Given problem =
Your task is to repeat the records exactly from the line containing "the girl's hand holding clothespin" onward, through the final line.

(Pointing records)
※
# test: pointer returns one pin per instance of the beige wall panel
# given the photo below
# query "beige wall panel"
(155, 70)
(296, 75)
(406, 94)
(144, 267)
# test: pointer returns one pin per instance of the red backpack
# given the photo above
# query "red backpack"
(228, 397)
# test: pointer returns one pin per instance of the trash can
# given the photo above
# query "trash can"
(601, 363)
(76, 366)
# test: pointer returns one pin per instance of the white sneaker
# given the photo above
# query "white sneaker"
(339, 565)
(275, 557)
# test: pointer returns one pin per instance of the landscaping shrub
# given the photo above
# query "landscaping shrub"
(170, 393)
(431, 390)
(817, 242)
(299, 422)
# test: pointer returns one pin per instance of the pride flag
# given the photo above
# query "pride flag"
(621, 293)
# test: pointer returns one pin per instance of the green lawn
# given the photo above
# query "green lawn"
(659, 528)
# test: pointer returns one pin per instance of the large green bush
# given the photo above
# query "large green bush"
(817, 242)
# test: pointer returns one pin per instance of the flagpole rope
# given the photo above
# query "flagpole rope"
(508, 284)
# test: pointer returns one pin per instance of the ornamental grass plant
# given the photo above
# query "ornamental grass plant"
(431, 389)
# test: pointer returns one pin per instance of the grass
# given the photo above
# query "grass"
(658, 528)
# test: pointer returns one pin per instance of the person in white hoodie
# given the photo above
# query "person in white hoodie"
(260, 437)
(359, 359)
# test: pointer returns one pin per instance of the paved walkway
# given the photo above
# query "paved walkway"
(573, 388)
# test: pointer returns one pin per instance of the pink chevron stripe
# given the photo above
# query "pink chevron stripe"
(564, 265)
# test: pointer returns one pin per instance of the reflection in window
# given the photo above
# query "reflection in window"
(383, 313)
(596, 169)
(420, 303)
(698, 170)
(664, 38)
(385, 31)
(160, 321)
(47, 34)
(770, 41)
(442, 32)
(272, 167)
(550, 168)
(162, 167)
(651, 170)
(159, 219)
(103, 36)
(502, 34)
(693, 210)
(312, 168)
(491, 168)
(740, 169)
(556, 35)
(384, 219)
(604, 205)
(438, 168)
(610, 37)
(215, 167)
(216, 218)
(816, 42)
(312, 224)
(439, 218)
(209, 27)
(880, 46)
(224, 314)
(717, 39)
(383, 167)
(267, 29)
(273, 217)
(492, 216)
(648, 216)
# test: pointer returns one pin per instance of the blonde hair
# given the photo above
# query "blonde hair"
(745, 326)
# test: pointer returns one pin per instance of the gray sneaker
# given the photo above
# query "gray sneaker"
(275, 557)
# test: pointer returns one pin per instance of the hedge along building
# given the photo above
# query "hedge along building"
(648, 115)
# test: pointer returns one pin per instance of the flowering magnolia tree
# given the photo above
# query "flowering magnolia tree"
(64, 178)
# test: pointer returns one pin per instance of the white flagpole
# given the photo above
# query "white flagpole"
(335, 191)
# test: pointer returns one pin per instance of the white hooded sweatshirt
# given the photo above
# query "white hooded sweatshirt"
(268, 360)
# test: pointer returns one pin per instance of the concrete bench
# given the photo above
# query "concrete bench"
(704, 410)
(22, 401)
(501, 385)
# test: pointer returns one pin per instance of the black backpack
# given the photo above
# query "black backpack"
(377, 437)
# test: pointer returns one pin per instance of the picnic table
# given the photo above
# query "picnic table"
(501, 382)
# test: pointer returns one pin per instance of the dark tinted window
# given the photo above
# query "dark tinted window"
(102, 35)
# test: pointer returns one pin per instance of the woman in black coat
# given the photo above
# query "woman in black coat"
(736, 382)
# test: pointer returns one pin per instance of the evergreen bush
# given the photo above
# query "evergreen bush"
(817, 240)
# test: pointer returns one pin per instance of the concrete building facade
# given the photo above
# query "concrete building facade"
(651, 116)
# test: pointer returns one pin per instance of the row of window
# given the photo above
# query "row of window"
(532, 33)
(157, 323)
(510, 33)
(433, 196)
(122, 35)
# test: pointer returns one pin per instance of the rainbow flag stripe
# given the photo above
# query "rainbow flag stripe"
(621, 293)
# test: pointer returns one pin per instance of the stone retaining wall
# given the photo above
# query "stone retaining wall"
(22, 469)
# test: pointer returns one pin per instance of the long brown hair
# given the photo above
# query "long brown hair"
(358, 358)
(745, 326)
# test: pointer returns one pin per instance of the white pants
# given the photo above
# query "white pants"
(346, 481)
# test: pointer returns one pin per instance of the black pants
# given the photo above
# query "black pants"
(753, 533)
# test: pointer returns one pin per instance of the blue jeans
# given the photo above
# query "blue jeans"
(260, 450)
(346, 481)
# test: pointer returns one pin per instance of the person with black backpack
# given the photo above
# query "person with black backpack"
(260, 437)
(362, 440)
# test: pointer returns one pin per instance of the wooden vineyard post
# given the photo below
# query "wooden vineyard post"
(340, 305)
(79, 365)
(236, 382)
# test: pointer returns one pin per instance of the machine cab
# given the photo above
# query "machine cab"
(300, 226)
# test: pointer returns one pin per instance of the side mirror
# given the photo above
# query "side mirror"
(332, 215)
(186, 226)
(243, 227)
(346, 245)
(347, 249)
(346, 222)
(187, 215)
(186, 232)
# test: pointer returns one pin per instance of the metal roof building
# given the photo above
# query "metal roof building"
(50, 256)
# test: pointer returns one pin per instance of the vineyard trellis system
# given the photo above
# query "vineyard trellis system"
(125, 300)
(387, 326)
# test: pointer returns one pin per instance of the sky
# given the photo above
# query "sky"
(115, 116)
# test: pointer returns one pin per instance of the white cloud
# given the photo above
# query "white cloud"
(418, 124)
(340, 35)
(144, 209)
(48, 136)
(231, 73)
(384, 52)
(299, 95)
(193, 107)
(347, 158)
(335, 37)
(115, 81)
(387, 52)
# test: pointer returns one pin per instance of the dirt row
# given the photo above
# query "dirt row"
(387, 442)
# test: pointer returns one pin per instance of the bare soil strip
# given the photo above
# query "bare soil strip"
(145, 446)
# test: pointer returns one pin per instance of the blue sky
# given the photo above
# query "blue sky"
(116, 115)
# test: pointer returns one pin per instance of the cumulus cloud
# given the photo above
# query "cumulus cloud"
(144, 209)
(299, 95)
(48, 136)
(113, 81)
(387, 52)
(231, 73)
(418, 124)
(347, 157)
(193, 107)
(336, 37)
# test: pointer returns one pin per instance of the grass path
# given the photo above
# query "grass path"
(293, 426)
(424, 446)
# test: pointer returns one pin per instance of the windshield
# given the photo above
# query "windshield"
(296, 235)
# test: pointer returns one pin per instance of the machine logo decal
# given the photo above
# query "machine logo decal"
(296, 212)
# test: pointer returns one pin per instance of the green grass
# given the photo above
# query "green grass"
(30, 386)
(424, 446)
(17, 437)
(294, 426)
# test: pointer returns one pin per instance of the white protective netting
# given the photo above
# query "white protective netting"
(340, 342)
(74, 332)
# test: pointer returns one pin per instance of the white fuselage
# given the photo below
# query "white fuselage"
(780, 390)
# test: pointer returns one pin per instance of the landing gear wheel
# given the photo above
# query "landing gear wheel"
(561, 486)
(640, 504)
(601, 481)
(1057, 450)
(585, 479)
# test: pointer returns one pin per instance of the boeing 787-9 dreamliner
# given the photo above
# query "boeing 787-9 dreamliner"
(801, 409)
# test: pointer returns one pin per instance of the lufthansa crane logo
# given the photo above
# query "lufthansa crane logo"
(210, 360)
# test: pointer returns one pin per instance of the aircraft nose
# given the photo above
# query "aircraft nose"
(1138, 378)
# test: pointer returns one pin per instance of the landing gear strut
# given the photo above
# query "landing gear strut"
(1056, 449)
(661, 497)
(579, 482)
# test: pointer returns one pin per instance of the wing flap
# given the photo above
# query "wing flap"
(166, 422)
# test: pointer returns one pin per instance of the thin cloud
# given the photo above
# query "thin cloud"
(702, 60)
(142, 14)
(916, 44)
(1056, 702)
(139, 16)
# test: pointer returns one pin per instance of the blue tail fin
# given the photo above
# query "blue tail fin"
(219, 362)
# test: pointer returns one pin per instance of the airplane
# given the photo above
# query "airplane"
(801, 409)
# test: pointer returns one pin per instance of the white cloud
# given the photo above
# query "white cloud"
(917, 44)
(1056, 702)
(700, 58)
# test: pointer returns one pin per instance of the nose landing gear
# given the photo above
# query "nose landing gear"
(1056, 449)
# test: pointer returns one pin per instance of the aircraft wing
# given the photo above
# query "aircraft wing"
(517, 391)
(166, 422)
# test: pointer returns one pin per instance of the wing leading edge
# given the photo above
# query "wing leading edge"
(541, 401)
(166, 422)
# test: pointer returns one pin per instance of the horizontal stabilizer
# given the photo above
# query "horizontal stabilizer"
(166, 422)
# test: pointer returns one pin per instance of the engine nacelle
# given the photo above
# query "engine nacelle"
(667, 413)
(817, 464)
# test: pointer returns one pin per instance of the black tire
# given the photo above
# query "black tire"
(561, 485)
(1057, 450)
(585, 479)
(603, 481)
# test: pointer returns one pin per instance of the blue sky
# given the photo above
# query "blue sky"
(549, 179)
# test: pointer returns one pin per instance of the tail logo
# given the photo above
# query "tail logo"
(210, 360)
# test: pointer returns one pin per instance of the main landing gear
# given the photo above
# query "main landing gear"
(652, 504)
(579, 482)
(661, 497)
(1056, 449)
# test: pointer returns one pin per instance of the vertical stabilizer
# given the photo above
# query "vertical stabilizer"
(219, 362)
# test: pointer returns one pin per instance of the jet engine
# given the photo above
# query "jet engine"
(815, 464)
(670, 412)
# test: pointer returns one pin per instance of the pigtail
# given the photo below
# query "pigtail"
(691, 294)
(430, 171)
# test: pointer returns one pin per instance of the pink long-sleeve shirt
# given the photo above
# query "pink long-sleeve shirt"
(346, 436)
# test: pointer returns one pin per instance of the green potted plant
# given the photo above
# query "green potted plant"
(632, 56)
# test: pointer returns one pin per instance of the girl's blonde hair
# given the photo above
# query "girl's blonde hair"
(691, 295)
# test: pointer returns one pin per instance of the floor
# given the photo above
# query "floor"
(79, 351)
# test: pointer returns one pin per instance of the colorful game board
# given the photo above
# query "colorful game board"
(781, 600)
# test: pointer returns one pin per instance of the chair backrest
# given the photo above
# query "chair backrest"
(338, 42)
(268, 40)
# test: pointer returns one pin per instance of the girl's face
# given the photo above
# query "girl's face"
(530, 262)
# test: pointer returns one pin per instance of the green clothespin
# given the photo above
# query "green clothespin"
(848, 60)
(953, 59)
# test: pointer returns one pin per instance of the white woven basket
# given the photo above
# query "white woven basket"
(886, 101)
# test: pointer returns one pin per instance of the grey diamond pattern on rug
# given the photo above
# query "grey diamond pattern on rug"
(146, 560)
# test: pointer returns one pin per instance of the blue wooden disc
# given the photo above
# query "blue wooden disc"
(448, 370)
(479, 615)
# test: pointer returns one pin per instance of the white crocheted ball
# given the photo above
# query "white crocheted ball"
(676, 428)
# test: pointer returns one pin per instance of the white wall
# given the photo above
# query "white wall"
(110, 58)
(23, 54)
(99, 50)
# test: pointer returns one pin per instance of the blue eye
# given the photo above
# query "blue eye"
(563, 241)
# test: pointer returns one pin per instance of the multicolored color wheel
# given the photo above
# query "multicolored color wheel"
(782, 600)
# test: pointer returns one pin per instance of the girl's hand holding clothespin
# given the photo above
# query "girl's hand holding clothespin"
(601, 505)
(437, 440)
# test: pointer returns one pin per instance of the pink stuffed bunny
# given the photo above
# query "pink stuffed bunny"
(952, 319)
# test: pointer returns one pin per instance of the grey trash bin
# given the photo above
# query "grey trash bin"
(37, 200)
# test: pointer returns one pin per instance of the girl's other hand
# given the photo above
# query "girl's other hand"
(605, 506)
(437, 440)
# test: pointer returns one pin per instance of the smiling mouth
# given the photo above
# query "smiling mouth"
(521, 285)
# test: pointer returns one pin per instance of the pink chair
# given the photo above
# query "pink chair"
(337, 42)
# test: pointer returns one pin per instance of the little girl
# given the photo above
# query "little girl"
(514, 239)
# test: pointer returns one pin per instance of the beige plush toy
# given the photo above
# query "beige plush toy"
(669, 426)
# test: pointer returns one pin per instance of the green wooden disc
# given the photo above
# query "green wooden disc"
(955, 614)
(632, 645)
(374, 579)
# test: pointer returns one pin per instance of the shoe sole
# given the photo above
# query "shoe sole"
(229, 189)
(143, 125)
※
Task answer =
# test: pointer returns one pin per instance of the girl's hand holding clothespin
# given the photo above
# query "girl's hand holding clothespin"
(601, 505)
(437, 440)
# test: pointer returns one pin per instance of the pink stuffed bunny
# given the photo above
# query "pink stuffed bunny"
(952, 319)
# test: pointer returns one pin per instance of the grey trash bin
# given the photo above
# query "grey trash bin"
(37, 200)
# test: pointer returns one pin per instance of the girl's other hand
# given the photo above
# query "girl's other hand"
(605, 506)
(437, 440)
# test: pointer returns one pin per instance of the smiling mouth
# given the photo above
# query "smiling mouth"
(521, 285)
# test: pointer returns one pin per instance of the pink chair
# given the photo above
# query "pink chair"
(337, 42)
# test: pointer returns one pin per instance of the little girl
# given the photo above
# query "little girl"
(514, 239)
# test: pointer returns one pin per instance of the beige plush toy
# given the photo above
# query "beige plush toy"
(669, 426)
# test: pointer returns one pin per instance of the green wooden disc
# given the photo above
# query "green wooden disc"
(955, 614)
(632, 645)
(374, 579)
# test: pointer returns one pin per instance of the shoe sole
# given the photo above
# query "shoe sole"
(229, 189)
(143, 125)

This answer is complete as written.